[Set problem] Each line from the one that contains "Question. The photograph above contains instances of the sandy" to the end of the material must be quoted exactly; include both end lines and nothing else.

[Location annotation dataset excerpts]

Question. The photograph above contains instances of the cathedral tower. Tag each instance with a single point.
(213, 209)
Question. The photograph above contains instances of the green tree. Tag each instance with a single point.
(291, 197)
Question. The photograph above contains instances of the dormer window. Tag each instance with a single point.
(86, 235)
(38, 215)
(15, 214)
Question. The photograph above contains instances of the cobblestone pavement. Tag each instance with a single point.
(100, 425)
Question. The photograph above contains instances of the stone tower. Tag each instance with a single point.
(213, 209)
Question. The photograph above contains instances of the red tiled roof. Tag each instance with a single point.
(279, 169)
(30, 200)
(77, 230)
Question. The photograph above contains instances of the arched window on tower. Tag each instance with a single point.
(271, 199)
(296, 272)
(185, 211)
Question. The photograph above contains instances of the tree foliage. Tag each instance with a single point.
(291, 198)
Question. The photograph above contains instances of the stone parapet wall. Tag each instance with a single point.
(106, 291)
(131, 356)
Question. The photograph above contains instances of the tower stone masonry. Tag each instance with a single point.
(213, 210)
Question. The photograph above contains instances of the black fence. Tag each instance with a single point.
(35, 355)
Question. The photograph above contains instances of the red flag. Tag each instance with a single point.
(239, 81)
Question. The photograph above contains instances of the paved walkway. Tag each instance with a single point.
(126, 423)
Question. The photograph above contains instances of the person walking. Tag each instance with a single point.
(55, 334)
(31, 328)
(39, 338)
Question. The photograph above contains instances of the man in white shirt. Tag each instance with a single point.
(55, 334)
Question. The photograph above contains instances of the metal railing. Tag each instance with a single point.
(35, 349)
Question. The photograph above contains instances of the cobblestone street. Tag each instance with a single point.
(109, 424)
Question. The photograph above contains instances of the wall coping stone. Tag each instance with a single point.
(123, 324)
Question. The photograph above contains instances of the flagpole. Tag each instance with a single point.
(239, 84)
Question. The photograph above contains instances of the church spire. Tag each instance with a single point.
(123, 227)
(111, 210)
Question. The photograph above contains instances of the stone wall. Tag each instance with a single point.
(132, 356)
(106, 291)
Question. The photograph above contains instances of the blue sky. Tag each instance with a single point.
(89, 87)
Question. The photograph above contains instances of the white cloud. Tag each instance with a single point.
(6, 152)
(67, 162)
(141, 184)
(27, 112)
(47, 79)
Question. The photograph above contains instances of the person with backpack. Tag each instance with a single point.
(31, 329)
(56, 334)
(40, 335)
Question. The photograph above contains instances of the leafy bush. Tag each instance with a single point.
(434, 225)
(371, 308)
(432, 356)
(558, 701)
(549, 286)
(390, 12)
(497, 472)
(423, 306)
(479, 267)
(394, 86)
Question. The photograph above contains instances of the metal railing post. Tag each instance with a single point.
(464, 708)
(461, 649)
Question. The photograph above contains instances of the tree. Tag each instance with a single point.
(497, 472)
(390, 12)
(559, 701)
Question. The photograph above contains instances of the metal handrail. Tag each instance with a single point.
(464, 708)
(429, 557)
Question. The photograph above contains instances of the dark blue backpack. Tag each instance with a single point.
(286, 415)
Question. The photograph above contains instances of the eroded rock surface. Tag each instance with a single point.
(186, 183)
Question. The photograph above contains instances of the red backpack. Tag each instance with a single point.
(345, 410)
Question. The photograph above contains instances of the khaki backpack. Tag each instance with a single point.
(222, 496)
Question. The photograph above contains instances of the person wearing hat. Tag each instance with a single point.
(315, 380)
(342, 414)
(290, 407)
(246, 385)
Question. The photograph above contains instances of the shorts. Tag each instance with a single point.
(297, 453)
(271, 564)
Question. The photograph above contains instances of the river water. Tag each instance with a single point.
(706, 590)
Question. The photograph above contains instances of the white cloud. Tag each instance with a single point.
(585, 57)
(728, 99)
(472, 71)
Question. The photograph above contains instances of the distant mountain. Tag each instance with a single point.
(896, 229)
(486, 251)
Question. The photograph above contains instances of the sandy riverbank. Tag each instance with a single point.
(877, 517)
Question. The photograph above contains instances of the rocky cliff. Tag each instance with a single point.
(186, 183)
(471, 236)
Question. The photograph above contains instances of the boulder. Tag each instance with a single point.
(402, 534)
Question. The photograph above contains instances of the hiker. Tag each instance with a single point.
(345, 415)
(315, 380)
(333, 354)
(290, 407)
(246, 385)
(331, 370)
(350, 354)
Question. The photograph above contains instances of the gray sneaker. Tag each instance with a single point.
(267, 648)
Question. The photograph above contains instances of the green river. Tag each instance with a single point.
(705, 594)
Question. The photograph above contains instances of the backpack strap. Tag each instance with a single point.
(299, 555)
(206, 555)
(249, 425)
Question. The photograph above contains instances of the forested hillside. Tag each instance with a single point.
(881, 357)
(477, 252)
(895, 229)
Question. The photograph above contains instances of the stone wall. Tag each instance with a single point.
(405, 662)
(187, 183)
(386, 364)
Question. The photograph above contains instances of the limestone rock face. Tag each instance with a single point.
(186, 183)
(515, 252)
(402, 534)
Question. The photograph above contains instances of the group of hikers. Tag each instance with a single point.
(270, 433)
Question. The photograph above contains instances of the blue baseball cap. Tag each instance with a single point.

[Result of this exercise]
Question. The photograph above contains instances of the sandy riverbank. Tag each instance with a single point.
(877, 517)
Question. The photograph above contains instances of the rocky cliff. Tag each instance with a single point.
(186, 183)
(471, 236)
Question. The photograph above contains instances of the boulder. Tag each instance with a single point.
(402, 534)
Question. The photograph above contains instances of the hiker. Tag each instance with a single point.
(345, 415)
(315, 380)
(333, 354)
(290, 407)
(246, 385)
(331, 370)
(350, 354)
Question. The photograph above contains instances of the gray sneaker. Tag each instance with a single point.
(267, 648)
Question. The photograph above contains instances of the green river. Tag each instance with a single point.
(705, 594)
Question. The photograph above contains instances of the backpack strap. Tag each instance with a single point.
(299, 555)
(206, 555)
(249, 425)
Question. The photograph above contains instances of the forested hillside. Tag each instance with a single point.
(881, 357)
(477, 252)
(895, 229)
Question. The photograph above contains instances of the stone wall. Tag each instance with a single point.
(405, 662)
(187, 183)
(386, 364)
Question. The photograph above contains instances of the limestone rock face. Tag each instance with a single point.
(186, 183)
(515, 252)
(402, 534)
Question. The photograph above contains instances of the group of hikers. Tag each instance with a single point.
(270, 433)
Question. The photograph above contains instances of the blue baseball cap. Tag each instance with a single point.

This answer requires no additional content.